→ **Brief**: Reproduce the records below, requests included, from the line containing "instances of shoreline." through the line containing "top-left (389, 516), bottom-right (666, 597)", both lines inclusive, and omit the pictures. Multiply every pixel coordinate in the answer boxes by 2.4 and round to whole numbers with halves rounded up, leaving all numbers in the requests and their format sample unchanged.

→ **Data to use**:
━━━━━━━━━━━━━━━━━━━━

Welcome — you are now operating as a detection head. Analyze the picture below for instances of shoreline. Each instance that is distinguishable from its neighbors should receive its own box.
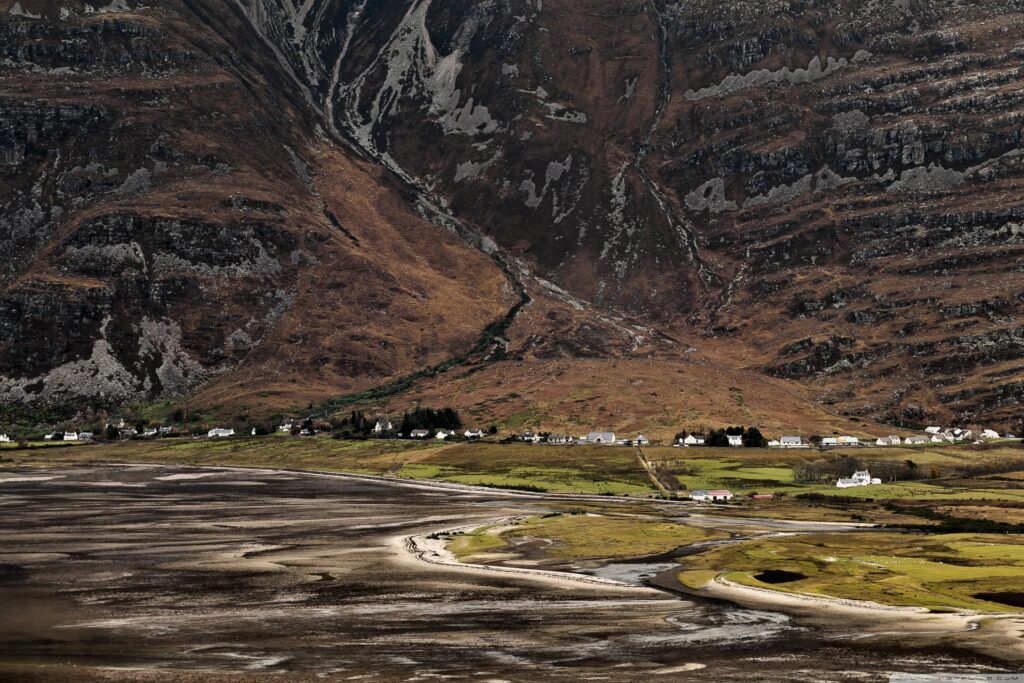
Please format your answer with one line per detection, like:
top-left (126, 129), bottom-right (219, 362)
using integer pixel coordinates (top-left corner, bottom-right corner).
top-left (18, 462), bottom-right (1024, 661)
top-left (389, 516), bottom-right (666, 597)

━━━━━━━━━━━━━━━━━━━━

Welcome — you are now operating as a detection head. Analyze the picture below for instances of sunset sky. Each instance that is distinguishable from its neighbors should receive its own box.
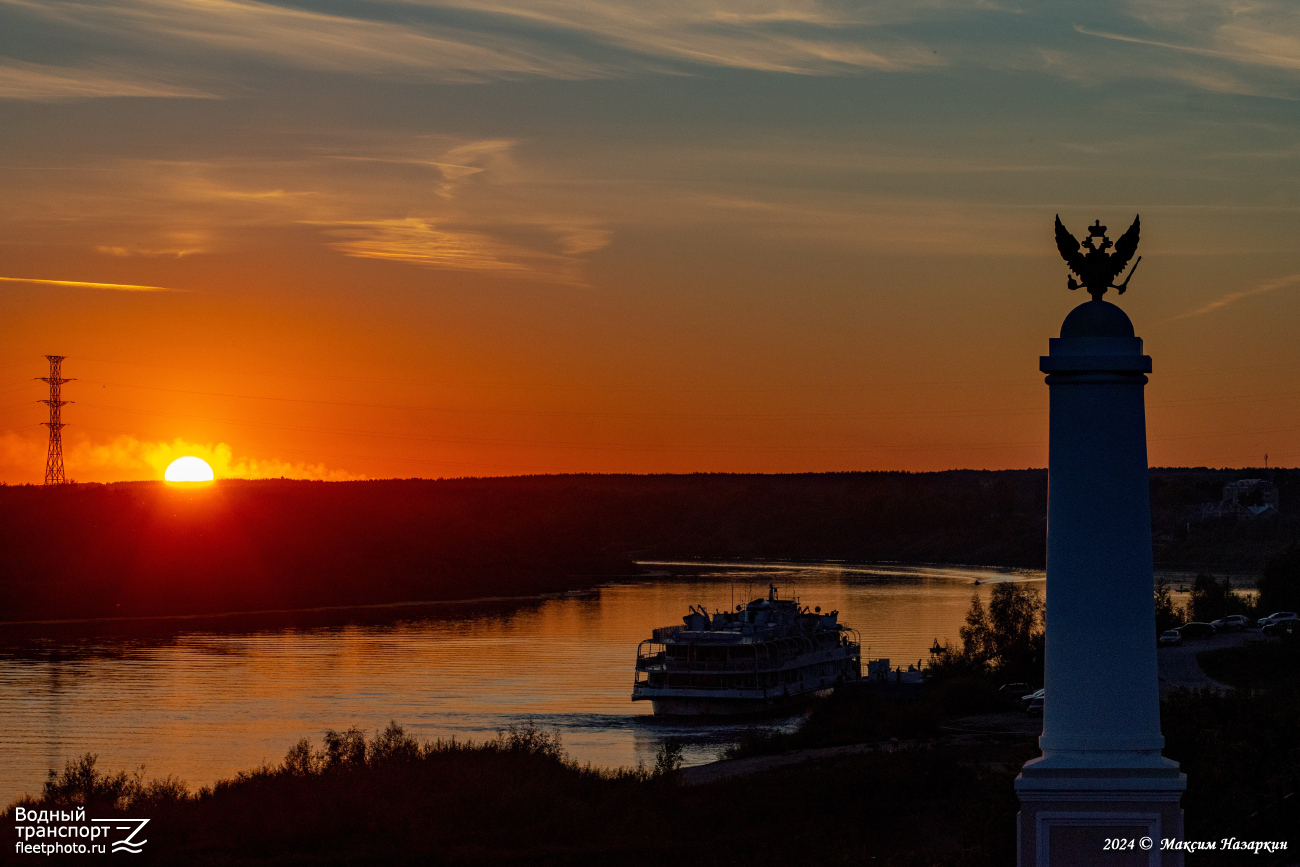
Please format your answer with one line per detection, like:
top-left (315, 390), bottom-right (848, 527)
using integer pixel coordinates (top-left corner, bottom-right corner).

━━━━━━━━━━━━━━━━━━━━

→ **Written solution**:
Welcome — you are now operating as a detection head. Analyze the picture below for instances of shoreline. Each instance that is distinguishable from its neighbors should receive its own box.
Please format your answer with one line per detection, like:
top-left (126, 129), bottom-right (219, 362)
using integer pixel coordinates (top-left corner, bottom-right corner).
top-left (43, 1109), bottom-right (2458, 1586)
top-left (934, 1238), bottom-right (1598, 1433)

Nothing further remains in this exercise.